- [WHAT THIS TASK INVOLVES]:
If a line in the following entries contains the string "below", it counts toward the total; report only that total.

- [AVAILABLE RECORDS]:
= = = = = = =

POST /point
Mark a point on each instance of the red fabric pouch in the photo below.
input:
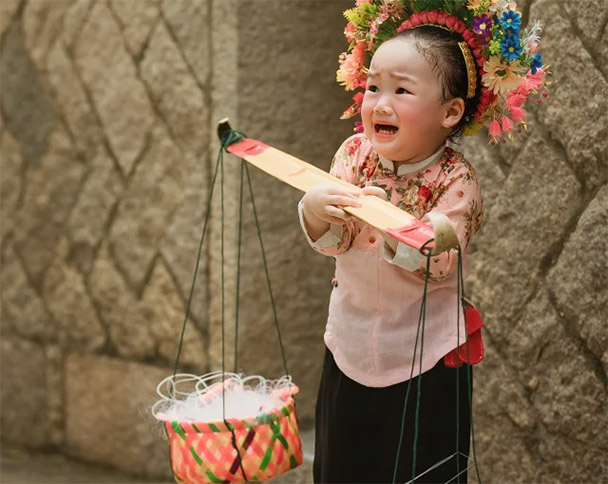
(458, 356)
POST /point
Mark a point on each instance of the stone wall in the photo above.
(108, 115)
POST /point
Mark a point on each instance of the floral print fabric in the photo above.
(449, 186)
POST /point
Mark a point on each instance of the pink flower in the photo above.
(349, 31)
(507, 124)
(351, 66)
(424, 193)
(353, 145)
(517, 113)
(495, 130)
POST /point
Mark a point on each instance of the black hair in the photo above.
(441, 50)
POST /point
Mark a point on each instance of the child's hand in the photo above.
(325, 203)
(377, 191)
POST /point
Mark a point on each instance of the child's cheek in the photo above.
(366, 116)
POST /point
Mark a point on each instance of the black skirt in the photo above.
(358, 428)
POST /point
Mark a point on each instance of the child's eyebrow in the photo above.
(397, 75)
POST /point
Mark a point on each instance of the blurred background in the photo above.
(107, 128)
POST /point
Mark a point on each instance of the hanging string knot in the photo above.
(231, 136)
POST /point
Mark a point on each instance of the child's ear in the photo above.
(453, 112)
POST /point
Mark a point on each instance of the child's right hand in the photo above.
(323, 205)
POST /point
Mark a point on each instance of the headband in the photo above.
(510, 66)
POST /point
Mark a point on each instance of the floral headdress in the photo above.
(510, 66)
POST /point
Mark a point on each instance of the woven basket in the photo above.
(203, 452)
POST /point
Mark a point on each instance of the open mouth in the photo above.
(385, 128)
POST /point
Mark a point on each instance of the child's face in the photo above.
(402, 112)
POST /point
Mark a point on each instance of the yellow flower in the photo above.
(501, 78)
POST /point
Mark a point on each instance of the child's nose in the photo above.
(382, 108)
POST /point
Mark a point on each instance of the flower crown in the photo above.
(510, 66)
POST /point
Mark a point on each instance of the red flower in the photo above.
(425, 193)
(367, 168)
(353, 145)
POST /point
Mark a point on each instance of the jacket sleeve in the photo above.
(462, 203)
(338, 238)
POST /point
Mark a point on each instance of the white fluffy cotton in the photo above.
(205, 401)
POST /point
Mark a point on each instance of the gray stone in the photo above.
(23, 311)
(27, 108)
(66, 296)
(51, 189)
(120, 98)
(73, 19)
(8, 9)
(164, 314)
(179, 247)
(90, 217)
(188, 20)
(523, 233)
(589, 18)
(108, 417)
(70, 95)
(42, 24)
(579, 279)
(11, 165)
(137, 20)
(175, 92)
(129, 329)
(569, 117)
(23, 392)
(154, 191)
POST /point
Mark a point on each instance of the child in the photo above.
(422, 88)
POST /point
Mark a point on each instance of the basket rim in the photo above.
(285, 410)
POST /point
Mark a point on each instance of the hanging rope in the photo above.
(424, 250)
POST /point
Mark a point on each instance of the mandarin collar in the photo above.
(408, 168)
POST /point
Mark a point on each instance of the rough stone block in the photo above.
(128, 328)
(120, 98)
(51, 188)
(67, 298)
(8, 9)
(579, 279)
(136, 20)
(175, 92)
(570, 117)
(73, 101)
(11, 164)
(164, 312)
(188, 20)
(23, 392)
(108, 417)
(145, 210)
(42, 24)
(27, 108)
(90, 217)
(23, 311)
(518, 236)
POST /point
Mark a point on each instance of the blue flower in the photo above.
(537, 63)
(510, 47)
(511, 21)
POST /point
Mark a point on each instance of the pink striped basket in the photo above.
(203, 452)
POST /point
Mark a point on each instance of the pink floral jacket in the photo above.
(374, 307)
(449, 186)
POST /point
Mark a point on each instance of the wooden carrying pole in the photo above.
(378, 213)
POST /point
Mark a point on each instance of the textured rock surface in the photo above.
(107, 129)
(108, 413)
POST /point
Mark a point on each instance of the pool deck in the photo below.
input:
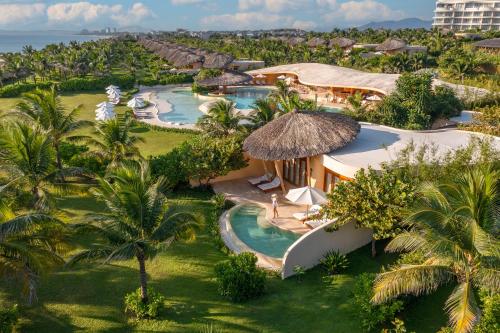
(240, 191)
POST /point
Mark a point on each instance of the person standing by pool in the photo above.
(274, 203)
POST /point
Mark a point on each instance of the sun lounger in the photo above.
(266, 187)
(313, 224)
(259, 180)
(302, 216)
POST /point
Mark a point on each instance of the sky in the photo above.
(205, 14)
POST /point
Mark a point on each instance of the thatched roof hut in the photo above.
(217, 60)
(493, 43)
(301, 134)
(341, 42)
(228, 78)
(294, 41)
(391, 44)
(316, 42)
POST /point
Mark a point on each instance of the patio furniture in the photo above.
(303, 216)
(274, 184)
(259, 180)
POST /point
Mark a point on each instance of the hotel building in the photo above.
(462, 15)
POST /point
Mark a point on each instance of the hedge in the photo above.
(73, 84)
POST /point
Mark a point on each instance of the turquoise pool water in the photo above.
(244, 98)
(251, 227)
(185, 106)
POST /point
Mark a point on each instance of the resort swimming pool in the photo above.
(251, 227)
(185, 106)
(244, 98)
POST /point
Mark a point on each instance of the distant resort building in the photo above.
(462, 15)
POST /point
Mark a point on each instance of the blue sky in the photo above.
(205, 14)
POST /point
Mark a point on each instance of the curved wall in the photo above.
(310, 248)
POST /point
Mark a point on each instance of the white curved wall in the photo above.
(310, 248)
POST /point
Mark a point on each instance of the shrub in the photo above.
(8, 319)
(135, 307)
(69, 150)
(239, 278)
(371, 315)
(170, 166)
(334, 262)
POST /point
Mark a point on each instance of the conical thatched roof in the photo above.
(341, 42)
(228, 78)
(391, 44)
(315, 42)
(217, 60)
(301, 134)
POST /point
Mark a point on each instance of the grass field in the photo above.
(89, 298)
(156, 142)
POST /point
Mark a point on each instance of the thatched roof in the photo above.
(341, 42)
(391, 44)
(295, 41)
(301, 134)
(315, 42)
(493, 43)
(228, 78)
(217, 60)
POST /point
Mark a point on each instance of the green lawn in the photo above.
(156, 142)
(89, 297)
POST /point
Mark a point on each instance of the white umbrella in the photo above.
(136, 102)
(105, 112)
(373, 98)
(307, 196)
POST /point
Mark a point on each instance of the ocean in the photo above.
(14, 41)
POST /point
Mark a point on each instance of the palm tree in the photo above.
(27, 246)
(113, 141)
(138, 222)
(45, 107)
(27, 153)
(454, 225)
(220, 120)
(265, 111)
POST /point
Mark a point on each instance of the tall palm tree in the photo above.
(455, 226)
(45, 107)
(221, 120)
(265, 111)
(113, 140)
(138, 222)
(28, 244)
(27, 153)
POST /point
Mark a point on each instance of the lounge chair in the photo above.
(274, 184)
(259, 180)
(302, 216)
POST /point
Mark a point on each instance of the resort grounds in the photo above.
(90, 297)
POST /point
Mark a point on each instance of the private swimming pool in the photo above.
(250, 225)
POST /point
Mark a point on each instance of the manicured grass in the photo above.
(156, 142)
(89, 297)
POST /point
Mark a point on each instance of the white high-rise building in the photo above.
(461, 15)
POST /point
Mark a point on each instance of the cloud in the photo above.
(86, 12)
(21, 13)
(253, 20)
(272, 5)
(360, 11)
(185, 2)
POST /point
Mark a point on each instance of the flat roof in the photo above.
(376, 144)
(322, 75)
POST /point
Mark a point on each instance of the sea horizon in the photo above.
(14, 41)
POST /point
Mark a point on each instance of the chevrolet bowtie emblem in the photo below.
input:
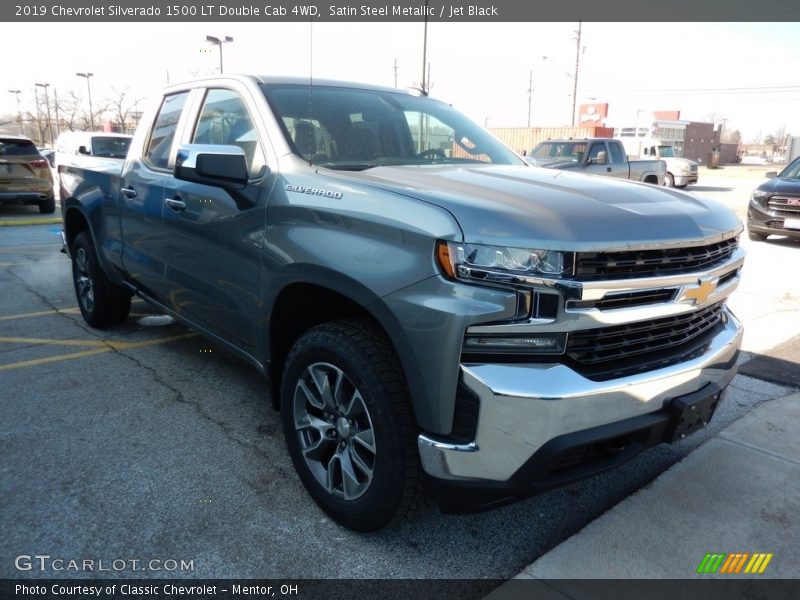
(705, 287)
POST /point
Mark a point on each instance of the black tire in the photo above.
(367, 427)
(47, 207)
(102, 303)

= = = = = = =

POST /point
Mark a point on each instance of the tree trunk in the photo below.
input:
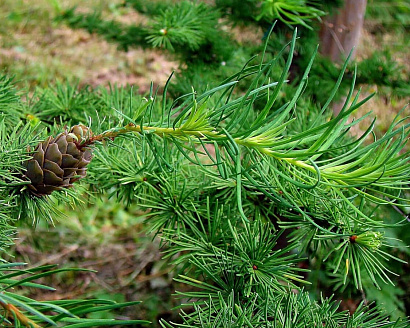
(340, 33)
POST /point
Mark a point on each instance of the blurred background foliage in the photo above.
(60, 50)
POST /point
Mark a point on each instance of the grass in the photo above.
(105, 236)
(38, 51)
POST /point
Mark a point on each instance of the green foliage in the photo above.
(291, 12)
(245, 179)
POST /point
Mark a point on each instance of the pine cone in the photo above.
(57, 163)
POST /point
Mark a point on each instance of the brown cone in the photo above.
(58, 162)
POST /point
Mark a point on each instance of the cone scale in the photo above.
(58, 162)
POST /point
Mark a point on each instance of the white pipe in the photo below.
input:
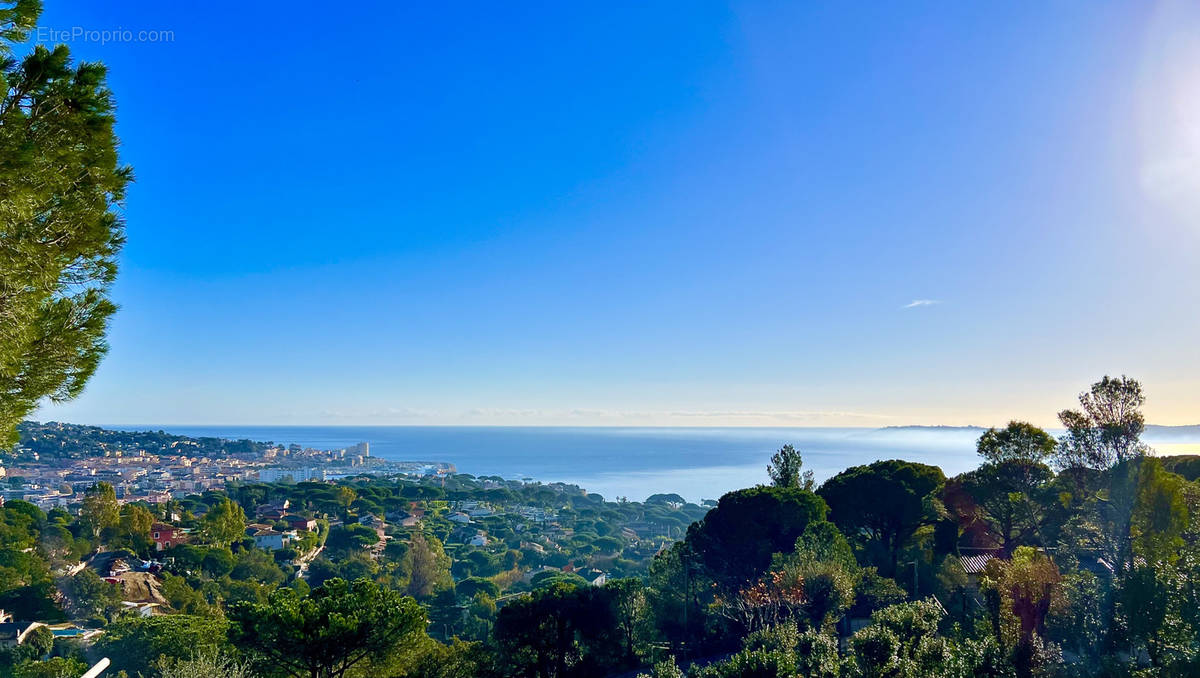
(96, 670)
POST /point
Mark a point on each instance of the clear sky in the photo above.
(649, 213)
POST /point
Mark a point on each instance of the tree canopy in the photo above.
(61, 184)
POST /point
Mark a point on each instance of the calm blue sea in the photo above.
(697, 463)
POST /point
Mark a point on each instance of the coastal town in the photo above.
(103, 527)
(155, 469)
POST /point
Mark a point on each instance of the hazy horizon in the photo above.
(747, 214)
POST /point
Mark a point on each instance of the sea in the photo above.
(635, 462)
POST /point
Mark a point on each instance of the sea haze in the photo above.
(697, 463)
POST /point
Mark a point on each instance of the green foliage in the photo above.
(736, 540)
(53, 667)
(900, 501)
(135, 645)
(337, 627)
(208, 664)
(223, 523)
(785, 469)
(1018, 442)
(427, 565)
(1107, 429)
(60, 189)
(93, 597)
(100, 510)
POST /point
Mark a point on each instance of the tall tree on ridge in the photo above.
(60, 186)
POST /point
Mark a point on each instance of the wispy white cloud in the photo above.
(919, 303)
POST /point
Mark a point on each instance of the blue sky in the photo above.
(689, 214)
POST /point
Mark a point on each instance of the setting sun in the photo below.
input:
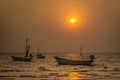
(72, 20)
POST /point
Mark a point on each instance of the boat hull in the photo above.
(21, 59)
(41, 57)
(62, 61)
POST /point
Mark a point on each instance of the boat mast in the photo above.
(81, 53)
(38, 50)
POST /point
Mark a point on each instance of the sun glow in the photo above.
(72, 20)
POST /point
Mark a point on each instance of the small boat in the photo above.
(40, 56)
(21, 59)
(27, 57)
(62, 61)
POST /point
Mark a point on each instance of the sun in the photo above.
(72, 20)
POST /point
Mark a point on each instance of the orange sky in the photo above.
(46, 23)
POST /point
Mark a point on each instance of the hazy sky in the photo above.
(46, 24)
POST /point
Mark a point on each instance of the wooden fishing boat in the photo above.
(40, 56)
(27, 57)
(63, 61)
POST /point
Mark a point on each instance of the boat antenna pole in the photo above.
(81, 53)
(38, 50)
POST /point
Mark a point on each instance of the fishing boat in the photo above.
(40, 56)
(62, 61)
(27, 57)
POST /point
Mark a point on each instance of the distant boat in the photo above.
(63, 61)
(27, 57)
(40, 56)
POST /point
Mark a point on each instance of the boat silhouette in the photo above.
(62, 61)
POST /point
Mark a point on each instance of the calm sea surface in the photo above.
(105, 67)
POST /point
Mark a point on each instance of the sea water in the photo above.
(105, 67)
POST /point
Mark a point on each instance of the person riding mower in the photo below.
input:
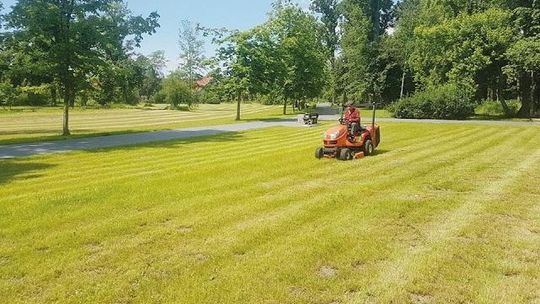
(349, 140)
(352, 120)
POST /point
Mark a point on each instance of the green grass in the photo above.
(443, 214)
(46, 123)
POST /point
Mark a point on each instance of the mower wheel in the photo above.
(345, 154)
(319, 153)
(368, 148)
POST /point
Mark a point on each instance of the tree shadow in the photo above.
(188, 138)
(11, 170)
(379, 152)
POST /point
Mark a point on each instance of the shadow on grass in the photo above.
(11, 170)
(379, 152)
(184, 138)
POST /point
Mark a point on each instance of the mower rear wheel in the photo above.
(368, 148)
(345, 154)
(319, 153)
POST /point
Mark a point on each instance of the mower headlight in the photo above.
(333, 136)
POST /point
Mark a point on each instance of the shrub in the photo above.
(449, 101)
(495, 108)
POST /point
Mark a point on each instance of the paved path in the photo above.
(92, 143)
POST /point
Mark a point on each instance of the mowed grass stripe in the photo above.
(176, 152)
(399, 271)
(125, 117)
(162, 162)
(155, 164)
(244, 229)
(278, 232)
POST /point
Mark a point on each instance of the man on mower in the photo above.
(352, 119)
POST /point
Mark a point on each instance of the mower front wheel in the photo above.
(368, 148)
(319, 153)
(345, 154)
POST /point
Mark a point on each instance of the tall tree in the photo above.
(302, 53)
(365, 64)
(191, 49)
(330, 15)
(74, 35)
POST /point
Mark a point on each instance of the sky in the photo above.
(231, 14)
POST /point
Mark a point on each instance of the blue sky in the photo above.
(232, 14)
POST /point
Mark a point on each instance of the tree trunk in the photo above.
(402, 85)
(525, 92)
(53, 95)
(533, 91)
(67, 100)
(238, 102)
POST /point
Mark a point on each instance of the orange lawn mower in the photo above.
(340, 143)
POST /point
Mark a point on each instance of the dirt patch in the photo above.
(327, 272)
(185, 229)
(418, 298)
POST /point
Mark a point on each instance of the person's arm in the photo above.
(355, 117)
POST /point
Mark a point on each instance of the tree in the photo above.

= = = = = = =

- [RESULT FOR THIS TASK]:
7